(Collected data)
"""
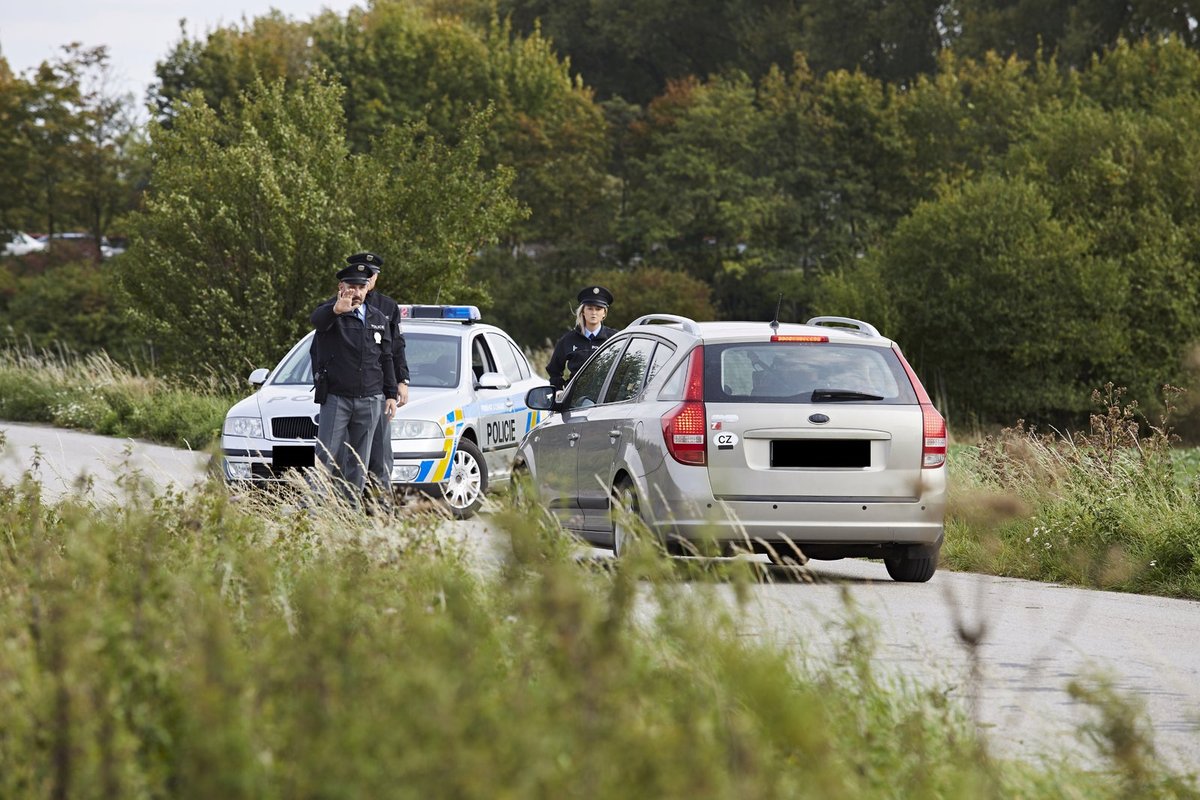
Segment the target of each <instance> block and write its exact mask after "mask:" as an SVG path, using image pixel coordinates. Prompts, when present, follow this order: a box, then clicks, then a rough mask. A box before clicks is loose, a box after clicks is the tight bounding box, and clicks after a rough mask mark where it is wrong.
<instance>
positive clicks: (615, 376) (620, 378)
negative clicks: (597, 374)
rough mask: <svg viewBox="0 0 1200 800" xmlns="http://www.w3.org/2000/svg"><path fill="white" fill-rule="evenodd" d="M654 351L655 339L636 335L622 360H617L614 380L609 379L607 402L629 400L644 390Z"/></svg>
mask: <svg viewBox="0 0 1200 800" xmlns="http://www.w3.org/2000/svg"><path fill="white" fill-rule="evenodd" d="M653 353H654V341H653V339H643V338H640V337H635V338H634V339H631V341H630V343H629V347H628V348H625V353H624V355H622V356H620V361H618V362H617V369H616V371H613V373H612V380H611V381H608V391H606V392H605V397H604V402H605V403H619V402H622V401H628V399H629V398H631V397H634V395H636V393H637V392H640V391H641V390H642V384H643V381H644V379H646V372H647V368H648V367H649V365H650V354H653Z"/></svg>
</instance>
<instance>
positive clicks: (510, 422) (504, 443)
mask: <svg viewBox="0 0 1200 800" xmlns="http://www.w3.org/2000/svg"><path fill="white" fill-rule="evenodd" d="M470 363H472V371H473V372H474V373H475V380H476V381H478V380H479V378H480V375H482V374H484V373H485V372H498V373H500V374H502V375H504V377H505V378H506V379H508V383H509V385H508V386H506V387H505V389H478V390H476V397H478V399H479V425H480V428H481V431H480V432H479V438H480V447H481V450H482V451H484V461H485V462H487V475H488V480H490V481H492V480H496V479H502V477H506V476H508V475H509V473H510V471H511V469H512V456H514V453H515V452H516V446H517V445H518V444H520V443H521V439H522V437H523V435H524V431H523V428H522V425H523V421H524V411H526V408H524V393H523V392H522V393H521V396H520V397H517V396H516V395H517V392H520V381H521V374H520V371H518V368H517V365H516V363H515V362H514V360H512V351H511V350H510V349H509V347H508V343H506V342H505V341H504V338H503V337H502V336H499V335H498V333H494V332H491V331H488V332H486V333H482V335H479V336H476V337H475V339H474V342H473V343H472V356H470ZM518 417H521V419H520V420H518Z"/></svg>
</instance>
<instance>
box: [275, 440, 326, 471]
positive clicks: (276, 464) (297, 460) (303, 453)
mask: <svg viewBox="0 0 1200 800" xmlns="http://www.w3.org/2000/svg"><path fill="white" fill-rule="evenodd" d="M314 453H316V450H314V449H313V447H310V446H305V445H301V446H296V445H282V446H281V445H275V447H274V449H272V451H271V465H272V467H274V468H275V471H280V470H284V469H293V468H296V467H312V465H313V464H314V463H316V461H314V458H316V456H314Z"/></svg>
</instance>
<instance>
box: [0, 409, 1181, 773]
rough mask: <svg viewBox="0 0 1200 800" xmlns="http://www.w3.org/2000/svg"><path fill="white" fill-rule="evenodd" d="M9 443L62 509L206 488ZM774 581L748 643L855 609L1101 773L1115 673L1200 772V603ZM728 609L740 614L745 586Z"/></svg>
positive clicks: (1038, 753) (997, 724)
"""
Problem statement -> Copy word for word each line of the data above, from the first through the one containing "negative clicks: (597, 374)", and include no pictures.

Task response ->
Segment the target of each <instance> block and write its exact mask after "mask:" as an SVG path, using image pixel coordinates. Prompts, when present, follow this order: a box, then clicks, then a rough mask. A box before clicks is loose, a box after clicks is the tight bounding box, and clicks after a rough mask mark where it is wrong.
<instance>
positive clicks: (615, 376) (620, 378)
negative clicks: (597, 374)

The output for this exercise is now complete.